CONSIGNES À SUIVRE
1. Dans l'extrait sur le maintien de l'ordre, depuis quelle mesure la police et la gendarmerie disposent-elles des mêmes armes ?
2. Recopiez fidèlement l'extrait sur le maintien de l'ordre depuis « Le régime d'emploi » jusqu'à « forces de l'ordre. » inclus.
3. Reprenez l'extrait sur le maintien de l'ordre à la suite de sa dernière phrase.

EXTRAIT DU TEXTE
Le régime d'emploi des armes est identique pour les forces de maintien de l'ordre, qu'elles soient issues de la police ou de la gendarmerie. Depuis l'interdiction des grenades offensives par le ministre de l'intérieur, les deux forces disposent des mêmes armes, la doctrine et les méthodes étant déjà unifiées.

En matière de sommation, certaines personnes sont des habituées des manifestations, elles sont en quelque sorte formées en cas de dérapage et comprennent le jeu des sommations. Mais d'autres personnes – nous l'avons constaté à l'occasion des manifestations contre le mariage pour tous, par exemple – n'ont pas cette expérience : elles ignorent les règles en la matière et ne sont pas réceptives aux instructions données par l'officier de police judiciaire. Or, le non-respect d'une sommation est constitutif d'une infraction pénale qui peut justifier une intervention des forces de l'ordre.

À partir des retours d'expérience et des audits commandés par le ministre de l'intérieur aux inspections générales des deux forces, nous réfléchissons à la meilleure manière de faire des sommations afin de lever tout doute sur leur signification dans l'esprit des manifestants. Rien n'est décidé pour le moment. Les sommations pouvaient jusqu'à présent être doublées de fusées mais l'usage s'est perdu. On évoque désormais des ballons ou d'autres signes susceptibles d'attirer l'attention des manifestants.

Sur le rôle de l'autorité civile, soyons précis. Selon moi, il appartient à l'autorité civile – préfet ou personne mandatée par lui – de décider à quel moment il peut être fait usage de la force. Le maintien de l'ordre n'est pas son métier. Toutefois, le rapport Lambert doit être mis en oeuvre car les nombreux membres du corps préfectoral qui sont appelés à faire de l'intérim du préfet doivent connaître la chaîne hiérarchique de l'ordre public et les moyens à disposition. L'autorité civile apprécie l'opportunité de l'usage de la force. Lorsqu'elle décide le recours à la force, il lui appartient ensuite d'y mettre fin et d'en donner l'ordre au commandant. L'autorité fixe un objectif au commandement de la force publique à qui revient le choix des moyens à employer pour l'atteindre. Celui-ci peut dans ce cadre solliciter l'autorisation d'utiliser des grenades lacrymogènes instantanées qui nécessite une quatrième sommation. L'autorité civile se prononce alors au vu d'éléments objectifs et d'une analyse politique de la situation.

Les rôles sont bien établis. Le préfet n'a pas vocation à commander les forces publiques. C'est un métier d'assurer l'ordre public et d'engager des hommes qui ont l'habitude de travailler en unités constituées et qui reconnaissent leur chef et le suivent. Les rôles de chacun doivent être délimités. Il faut insister sur ce point lors de la formation des membres du corps préfectoral.

Mon expérience de préfet territorial m'a appris que les défilés du 1er mai ne sont pas un sujet. Les participants ont l'habitude de manifester ; les discussions se limitent à l'itinéraire.

En revanche, certaines personnes ne demandent aucune autorisation pour se rassembler spontanément. Malgré la bonne volonté des services de renseignement, nous pouvons être pris au dépourvu. La concertation est dans ce cas difficile.

LIGNES DE DONNÉES
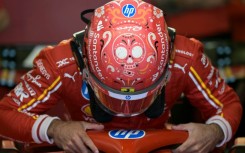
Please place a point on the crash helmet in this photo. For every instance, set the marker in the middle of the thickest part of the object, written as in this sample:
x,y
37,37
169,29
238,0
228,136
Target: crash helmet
x,y
126,53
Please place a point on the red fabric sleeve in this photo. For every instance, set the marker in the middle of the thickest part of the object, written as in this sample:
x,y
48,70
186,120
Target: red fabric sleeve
x,y
208,92
22,110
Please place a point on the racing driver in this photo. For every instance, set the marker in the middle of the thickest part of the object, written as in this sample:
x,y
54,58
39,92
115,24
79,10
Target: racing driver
x,y
126,70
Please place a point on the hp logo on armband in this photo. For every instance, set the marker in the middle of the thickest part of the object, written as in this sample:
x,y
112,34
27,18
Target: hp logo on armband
x,y
128,10
126,134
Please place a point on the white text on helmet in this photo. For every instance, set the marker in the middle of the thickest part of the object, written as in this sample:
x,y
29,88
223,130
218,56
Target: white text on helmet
x,y
164,47
93,59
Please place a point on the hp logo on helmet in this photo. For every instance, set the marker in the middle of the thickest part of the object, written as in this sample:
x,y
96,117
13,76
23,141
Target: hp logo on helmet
x,y
128,97
126,134
128,10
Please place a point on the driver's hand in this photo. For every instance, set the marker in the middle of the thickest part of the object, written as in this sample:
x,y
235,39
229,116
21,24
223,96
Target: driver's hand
x,y
71,136
202,137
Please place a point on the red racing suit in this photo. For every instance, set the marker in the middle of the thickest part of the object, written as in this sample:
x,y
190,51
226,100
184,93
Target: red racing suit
x,y
55,77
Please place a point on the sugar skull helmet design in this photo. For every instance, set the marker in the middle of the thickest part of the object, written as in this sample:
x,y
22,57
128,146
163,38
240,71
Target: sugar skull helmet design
x,y
126,56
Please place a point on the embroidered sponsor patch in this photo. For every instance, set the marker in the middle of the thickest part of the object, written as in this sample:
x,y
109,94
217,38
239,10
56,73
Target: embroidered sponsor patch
x,y
126,134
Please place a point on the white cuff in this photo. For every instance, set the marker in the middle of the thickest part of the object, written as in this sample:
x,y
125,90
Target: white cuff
x,y
224,125
40,128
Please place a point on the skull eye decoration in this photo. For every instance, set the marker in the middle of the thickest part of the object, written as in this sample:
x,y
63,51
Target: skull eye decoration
x,y
121,52
129,51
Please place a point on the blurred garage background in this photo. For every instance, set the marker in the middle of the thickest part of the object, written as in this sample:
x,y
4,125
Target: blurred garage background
x,y
27,26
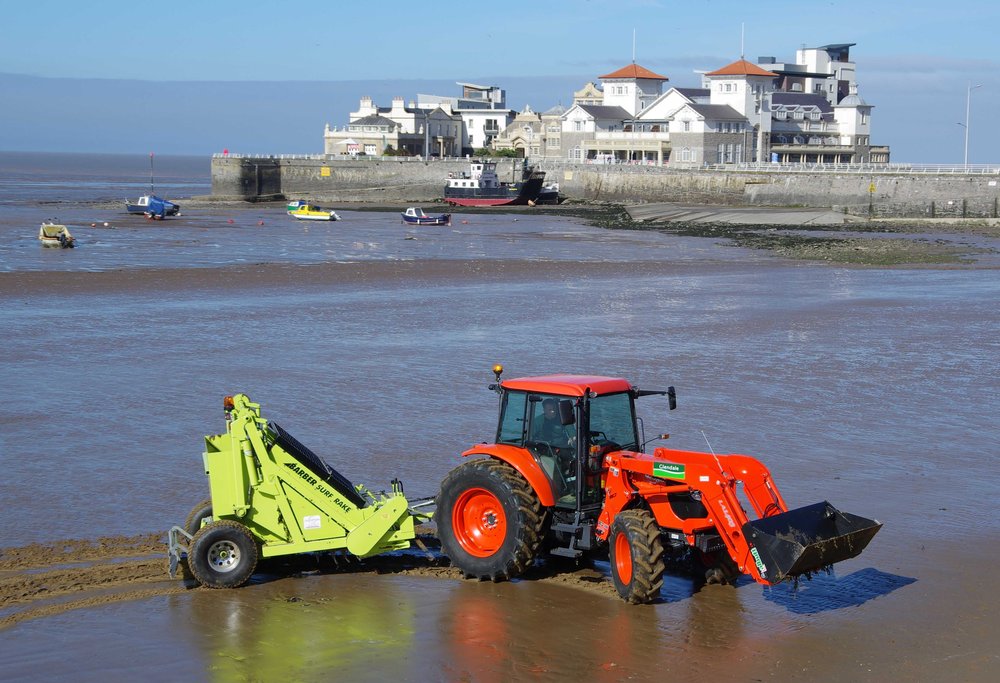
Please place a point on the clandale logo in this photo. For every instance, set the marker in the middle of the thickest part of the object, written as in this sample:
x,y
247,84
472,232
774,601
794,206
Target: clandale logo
x,y
668,470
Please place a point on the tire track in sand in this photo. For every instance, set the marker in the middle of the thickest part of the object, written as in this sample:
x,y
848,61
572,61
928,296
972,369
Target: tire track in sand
x,y
45,579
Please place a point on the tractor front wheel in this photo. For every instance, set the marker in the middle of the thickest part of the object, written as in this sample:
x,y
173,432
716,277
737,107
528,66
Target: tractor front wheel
x,y
223,554
636,553
199,512
489,520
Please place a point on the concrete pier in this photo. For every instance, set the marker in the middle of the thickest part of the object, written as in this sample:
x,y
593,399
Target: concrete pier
x,y
870,193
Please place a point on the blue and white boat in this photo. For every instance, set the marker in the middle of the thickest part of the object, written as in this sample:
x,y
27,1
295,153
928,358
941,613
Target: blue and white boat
x,y
416,216
152,206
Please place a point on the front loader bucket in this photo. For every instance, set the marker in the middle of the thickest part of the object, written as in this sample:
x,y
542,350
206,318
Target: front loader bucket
x,y
807,539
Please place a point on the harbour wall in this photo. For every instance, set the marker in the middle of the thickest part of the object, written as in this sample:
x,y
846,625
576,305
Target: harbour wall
x,y
872,192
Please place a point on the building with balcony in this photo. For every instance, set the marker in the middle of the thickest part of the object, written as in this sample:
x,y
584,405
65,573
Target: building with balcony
x,y
430,126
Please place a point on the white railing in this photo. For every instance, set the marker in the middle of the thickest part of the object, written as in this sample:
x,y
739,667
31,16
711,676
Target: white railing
x,y
626,135
326,157
929,169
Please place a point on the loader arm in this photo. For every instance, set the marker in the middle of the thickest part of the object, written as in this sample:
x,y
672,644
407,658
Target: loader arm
x,y
778,545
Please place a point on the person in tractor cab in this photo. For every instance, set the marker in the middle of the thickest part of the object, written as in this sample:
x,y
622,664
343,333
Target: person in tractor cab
x,y
550,430
555,445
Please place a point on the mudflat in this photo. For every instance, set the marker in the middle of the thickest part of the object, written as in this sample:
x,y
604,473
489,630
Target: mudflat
x,y
873,388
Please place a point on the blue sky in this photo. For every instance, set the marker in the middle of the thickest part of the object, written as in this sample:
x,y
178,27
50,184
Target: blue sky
x,y
915,62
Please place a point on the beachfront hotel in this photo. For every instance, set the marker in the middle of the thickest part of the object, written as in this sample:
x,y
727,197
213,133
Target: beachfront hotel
x,y
807,111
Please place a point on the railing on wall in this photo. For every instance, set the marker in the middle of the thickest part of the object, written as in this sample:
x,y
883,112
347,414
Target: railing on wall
x,y
934,169
330,157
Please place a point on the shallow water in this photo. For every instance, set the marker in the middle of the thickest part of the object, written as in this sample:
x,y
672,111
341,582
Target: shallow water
x,y
873,389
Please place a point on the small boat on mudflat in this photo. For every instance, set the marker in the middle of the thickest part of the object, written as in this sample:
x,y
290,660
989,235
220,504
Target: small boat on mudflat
x,y
152,206
55,235
304,211
414,215
481,186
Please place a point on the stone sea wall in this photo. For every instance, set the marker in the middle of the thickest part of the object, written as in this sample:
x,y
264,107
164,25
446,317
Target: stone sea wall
x,y
400,181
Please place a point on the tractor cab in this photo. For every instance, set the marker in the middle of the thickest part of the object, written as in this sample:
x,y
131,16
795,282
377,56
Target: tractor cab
x,y
563,426
567,428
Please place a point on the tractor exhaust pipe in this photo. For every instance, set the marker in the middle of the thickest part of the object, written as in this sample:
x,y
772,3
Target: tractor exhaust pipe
x,y
807,539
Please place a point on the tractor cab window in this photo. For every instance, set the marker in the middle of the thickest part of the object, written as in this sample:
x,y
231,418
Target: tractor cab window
x,y
612,422
512,418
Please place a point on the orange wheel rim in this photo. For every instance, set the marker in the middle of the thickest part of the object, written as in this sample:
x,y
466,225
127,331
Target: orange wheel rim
x,y
479,522
623,558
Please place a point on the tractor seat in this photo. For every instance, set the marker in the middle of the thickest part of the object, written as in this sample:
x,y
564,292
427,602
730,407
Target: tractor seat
x,y
316,465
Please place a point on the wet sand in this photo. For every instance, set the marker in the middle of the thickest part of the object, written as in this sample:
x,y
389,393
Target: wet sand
x,y
820,371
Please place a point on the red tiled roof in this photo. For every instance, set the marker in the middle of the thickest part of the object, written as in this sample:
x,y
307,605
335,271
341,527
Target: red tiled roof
x,y
741,67
633,70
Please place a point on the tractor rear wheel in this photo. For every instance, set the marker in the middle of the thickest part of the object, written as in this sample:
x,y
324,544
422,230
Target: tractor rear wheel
x,y
199,512
636,553
223,554
489,520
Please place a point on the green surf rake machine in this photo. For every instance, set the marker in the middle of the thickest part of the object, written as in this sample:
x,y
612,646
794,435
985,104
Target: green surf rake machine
x,y
271,496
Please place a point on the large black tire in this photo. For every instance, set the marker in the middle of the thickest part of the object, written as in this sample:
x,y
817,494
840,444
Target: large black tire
x,y
489,520
635,548
199,512
223,554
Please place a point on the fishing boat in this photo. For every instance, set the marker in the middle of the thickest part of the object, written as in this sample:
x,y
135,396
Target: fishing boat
x,y
481,186
414,215
150,205
304,211
549,194
55,235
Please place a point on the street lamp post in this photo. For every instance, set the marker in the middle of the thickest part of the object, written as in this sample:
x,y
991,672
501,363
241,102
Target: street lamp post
x,y
968,105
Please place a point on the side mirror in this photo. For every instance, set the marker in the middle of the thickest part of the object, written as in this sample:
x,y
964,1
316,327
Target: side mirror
x,y
566,416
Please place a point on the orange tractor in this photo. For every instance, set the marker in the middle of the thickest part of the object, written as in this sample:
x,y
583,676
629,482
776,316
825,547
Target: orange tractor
x,y
566,475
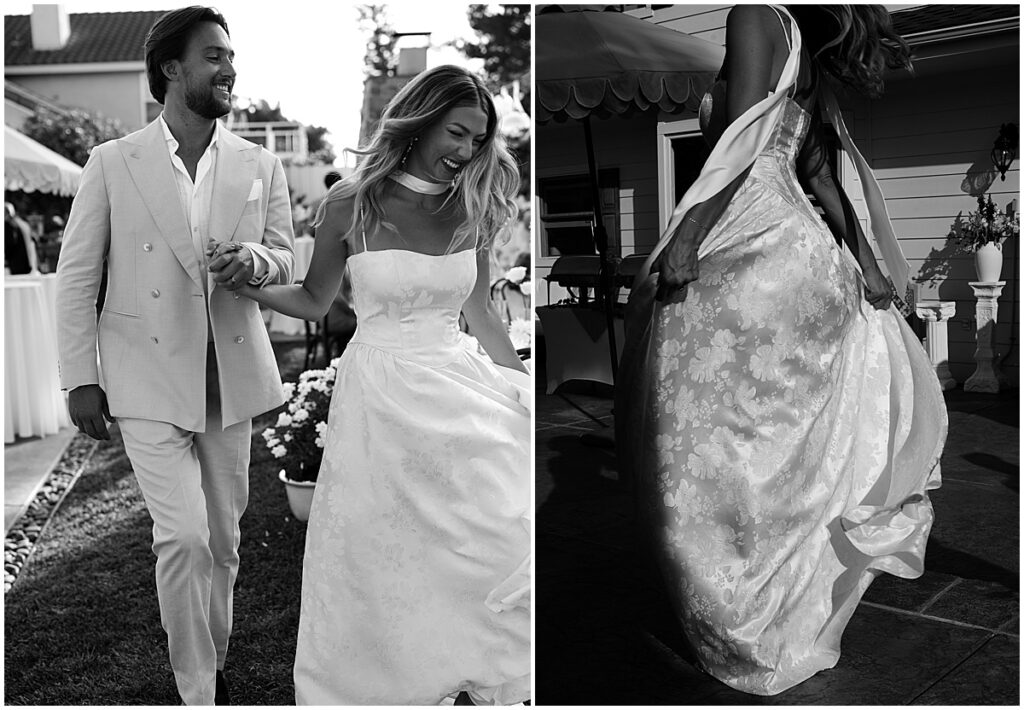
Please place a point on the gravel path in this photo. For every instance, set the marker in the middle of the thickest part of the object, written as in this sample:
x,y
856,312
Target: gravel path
x,y
28,529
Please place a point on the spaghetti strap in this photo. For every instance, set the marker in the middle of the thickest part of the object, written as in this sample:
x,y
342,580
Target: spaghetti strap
x,y
788,40
363,230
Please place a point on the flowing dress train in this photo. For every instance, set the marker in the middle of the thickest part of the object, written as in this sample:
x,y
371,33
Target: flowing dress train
x,y
782,434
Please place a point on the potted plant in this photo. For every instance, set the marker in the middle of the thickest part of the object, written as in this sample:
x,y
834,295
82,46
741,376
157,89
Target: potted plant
x,y
982,233
297,437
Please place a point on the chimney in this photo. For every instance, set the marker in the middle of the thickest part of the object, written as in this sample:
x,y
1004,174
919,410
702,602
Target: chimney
x,y
412,60
412,48
50,27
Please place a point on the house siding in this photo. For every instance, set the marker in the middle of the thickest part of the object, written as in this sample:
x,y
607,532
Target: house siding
x,y
116,95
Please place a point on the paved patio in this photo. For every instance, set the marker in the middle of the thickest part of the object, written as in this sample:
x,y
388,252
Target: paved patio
x,y
605,635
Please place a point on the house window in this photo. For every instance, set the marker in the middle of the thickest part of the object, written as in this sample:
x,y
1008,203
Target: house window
x,y
567,213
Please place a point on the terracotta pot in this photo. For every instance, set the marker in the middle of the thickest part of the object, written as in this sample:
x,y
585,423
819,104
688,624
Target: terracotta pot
x,y
300,496
988,261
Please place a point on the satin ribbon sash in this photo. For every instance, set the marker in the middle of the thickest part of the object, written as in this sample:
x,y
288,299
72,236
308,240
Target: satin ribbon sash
x,y
747,137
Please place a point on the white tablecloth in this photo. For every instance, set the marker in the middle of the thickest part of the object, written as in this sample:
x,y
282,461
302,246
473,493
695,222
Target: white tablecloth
x,y
34,405
303,255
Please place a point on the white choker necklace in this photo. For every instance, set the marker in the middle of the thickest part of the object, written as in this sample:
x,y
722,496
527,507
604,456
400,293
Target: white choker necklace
x,y
417,184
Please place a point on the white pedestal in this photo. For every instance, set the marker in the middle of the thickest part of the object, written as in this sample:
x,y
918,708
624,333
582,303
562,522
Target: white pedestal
x,y
937,315
985,377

RÉPONSES ATTENDUES
1. Depuis l'interdiction des grenades offensives par le ministre de l'intérieur.

2.
Le régime d'emploi des armes est identique pour les forces de maintien de l'ordre, qu'elles soient issues de la police ou de la gendarmerie. Depuis l'interdiction des grenades offensives par le ministre de l'intérieur, les deux forces disposent des mêmes armes, la doctrine et les méthodes étant déjà unifiées.

En matière de sommation, certaines personnes sont des habituées des manifestations, elles sont en quelque sorte formées en cas de dérapage et comprennent le jeu des sommations. Mais d'autres personnes – nous l'avons constaté à l'occasion des manifestations contre le mariage pour tous, par exemple – n'ont pas cette expérience : elles ignorent les règles en la matière et ne sont pas réceptives aux instructions données par l'officier de police judiciaire. Or, le non-respect d'une sommation est constitutif d'une infraction pénale qui peut justifier une intervention des forces de l'ordre.

3.
Nous avons également affaire à des organisateurs qui viennent nous voir en craignant des perturbations ou des contre-manifestations. La mission du préfet consiste alors à convoquer les personnes, à mettre en garde contre les perturbations et à recommander la mise en place d'un dispositif de service d'ordre. Il m'est arrivé de proposer de désigner des correspondants dans les abords des manifestations pour que les organisateurs puissent signaler des problèmes. C'est ainsi que je conçois la concertation.

Dans les zones urbaines, les groupes sont composés de perturbateurs aux origines diverses : des extrémistes, des voyous.

Vous avez raison, monsieur Delcourt, dans la police nationale, les syndicats s'expriment beaucoup. Il y a une raison à cela : pendant longtemps, ils ont été les seuls à répondre aux médias. Ce phénomène n'est pas nouveau mais il a pris de l'ampleur. Je m'évertue à demander aux directeurs des services de police au niveau territorial de s'exprimer. J'encourage également le porte-parole du ministère de l'intérieur à intervenir davantage. Je me félicite des progrès en ce sens. J'ai noté comme vous le manque d'expression de l'institution lors des récentes manifestations à Nantes et Toulouse ayant pourtant donné lieu à d'importants troubles à l'ordre public.

J'ai souhaité lors des grosses manifestations en province la présence d'un état-major qui apporte son expertise pour mieux gérer la manifestation sans toutefois se substituer aux responsables sur place. J'ai également sollicité la présence de personnels du service de communication de la direction générale de la police nationale pour faire entendre une voix institutionnelle.

Ce relatif silence des autorités policières n'est pas propre aux manifestations, il s'observe aussi pour les faits divers. J'essaie d'encourager les patrons de la police à prendre la parole mais ils sont très prudents dans leur expression afin de ne pas gêner l'autorité judiciaire. Je leur recommande de s'en tenir aux faits sans entrer dans le détail de la procédure judiciaire.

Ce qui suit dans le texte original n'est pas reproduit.